**STATED TASK:** Echo each of the items below verbatim, keeping every line and its order unchanged.

**LISTING:**
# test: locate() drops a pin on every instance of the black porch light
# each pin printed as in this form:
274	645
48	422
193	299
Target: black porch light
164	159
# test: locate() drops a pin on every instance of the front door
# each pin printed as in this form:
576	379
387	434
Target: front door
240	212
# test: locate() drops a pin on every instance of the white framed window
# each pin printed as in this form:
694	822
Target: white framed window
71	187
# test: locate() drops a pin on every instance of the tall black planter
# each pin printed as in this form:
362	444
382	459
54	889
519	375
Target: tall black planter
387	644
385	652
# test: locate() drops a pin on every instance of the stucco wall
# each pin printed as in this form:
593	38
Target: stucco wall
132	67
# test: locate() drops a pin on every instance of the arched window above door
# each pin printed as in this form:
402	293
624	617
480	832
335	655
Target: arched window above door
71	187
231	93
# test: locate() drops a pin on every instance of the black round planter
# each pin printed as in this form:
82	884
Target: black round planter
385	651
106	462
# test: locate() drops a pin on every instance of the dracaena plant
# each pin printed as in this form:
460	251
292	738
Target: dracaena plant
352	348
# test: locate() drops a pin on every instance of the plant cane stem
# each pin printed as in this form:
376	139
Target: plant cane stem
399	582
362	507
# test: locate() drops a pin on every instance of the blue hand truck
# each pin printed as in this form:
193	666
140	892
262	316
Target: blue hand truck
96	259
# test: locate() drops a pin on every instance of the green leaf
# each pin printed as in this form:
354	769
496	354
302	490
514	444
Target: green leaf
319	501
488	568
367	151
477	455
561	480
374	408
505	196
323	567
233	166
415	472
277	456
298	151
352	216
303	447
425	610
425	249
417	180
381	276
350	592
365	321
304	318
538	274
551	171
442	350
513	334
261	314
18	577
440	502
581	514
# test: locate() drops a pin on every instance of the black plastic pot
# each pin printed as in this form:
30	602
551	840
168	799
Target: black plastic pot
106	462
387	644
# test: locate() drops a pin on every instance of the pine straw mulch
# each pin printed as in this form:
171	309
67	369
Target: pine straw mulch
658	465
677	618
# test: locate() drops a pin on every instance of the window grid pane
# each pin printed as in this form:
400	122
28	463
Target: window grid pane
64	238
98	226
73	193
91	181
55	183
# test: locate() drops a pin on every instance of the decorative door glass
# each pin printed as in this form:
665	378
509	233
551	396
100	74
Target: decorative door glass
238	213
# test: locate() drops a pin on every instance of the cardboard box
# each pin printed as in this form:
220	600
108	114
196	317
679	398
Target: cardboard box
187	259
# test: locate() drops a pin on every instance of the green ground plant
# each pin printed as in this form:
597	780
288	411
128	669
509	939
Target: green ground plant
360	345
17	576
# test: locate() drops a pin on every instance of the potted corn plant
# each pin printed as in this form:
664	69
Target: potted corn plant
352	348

**REPLY:**
# test: locate() drops a pin on every instance of the black porch light
# each pin printed as in this form:
274	645
48	422
193	299
Target: black porch light
164	159
# test: locate() drops a pin on every instance of the front door
# each pin printed as in this form:
576	379
387	434
Target: front door
240	212
# test: locate() drops a pin on every instance of the white framed window
# each pin printed as in this form:
694	822
Target: white framed window
71	187
# test: locate() drops a pin on every instance of the tall black planter
# each pin printed as in this form:
362	444
382	459
54	889
519	375
Target: tall black planter
387	644
385	652
# test: locate() drops a pin on every instance of the stucco wall
# each pin printed as in this form:
593	38
Target: stucco wall
132	67
# test: locate() drops a pin on every instance of the arched window above door
# each pin printed as in this form:
402	293
624	617
480	832
335	655
Target: arched window above door
71	187
231	93
# test: locate() drops a pin on every instance of the black round planter
# each pin printed as in this form:
82	884
Target: black round planter
385	651
106	462
# test: locate() drops a pin on every instance of the dracaena plant
# each pin printed as in this form:
460	251
292	738
Target: dracaena plant
352	348
# test: locate() drops a pin on every instance of the plant cane stem
# each pin printed as in this form:
376	139
Target: plant cane stem
399	582
362	507
# test: locate() drops a pin on every instance of the blue hand truck
# each pin printed as in this form:
193	666
140	892
262	316
Target: blue hand truck
96	259
# test: locate() drops a pin on every instance of the green leaf
# each pin printed as in this form:
354	769
496	354
302	490
514	444
Target: green leaf
319	501
488	568
367	151
477	455
561	480
374	408
505	196
323	567
233	166
415	472
277	456
298	151
352	216
303	447
425	610
425	249
417	180
381	276
350	592
365	321
304	318
538	274
551	171
442	350
513	334
261	314
18	577
440	502
581	514
# test: locate() drops a pin on every instance of the black plastic pot
# each pin printed as in this form:
30	602
551	840
168	799
Target: black plastic pot
106	462
387	644
# test: locate() drops a pin on every instance of the pine straw mulch
# each pin printed as in this form:
171	309
67	369
Target: pine straw mulch
658	465
677	618
# test: locate() drops a pin on every instance of the window grid pane
# each pin printed as in this form:
400	122
28	463
Target: window grid pane
64	238
98	226
73	193
91	181
55	183
# test: locate() drops a pin on every instance of the decorative door glass
# each pin printed as in this form:
665	378
509	233
551	396
100	74
Target: decorative door glass
238	213
# test: locate() drops a pin on every instance of the cardboard box
# each pin printed as in this form:
220	600
108	114
196	317
679	398
Target: cardboard box
187	259
# test: locate() drops a pin on every instance of the green ground plant
# each pin printed as in this form:
597	780
288	411
128	669
509	939
Target: green ground plant
360	345
17	576
# test: locate() drops a pin on every instance of the potted corn plant
# each pin printed as in this form:
664	69
Target: potted corn plant
352	348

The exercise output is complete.